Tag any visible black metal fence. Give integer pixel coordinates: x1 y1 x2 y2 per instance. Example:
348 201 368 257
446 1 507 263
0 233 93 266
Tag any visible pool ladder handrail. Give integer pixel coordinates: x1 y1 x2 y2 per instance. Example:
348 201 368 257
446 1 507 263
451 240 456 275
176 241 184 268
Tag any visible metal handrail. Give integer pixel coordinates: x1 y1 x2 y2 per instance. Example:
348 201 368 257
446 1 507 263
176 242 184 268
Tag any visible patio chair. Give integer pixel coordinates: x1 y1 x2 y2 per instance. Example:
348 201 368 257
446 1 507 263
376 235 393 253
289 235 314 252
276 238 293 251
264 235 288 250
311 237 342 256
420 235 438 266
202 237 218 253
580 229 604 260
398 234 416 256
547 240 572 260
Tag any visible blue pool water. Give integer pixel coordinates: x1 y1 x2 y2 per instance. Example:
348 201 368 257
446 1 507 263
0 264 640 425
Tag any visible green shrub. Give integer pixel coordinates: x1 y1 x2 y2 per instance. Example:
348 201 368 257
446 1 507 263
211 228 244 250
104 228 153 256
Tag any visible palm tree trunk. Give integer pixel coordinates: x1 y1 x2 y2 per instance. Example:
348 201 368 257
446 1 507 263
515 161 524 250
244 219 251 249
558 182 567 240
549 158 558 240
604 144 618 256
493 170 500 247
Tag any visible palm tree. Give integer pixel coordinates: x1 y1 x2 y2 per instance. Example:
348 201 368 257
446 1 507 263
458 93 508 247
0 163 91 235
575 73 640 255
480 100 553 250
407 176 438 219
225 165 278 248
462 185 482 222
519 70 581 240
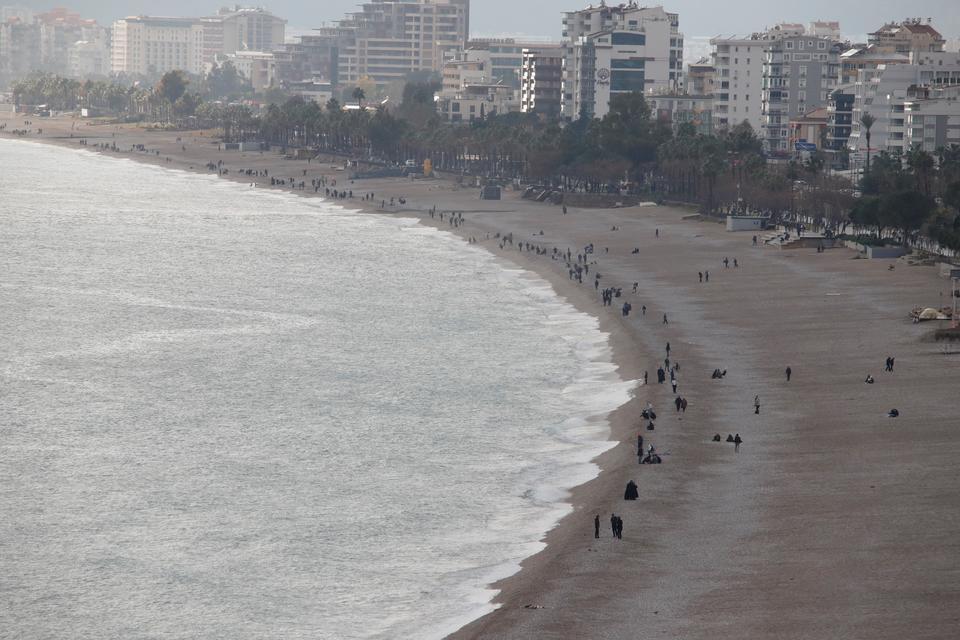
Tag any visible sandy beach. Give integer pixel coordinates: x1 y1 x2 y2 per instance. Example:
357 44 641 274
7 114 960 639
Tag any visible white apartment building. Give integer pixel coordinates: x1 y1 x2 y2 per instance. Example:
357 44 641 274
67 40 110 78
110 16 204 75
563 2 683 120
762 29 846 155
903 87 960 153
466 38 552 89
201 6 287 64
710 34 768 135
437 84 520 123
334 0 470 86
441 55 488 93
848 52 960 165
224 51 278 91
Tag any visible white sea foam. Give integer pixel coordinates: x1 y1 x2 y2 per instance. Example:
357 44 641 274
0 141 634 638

## WHAT YOU SHOULD DO
Please copy out the records word for word from the line containing "Tag any visible palm tree." through the end of the records, both ends included, and leave out the pictures.

## RESULT OF THE EXERCISE
Tag any visible palm tree. Give integer pixel coordinates: x1 y1 x2 y2 per instance. Example:
348 201 368 257
446 1 507 263
458 93 508 247
0 163 91 235
575 73 640 255
480 100 553 250
407 176 438 219
225 165 278 248
462 185 482 222
519 70 581 240
Tag any visible sandy beach. Give integer pixel coordinates: x1 y1 x2 y2 per instance. Example:
357 44 641 274
7 114 960 639
Tag any visible white apartment building. Give integer pixel coordinates: x1 y1 x2 y2 per instance. Example:
357 44 641 274
67 40 110 78
110 16 204 75
563 2 683 120
762 29 846 155
903 87 960 153
466 38 552 89
201 6 287 64
710 34 768 135
437 84 520 123
334 0 470 86
441 55 488 93
848 52 960 165
224 51 278 91
Tag any visible white sea foam. Give integer pixel coordinates: x1 y1 x2 y2 per instance. Example:
357 44 641 274
0 141 634 638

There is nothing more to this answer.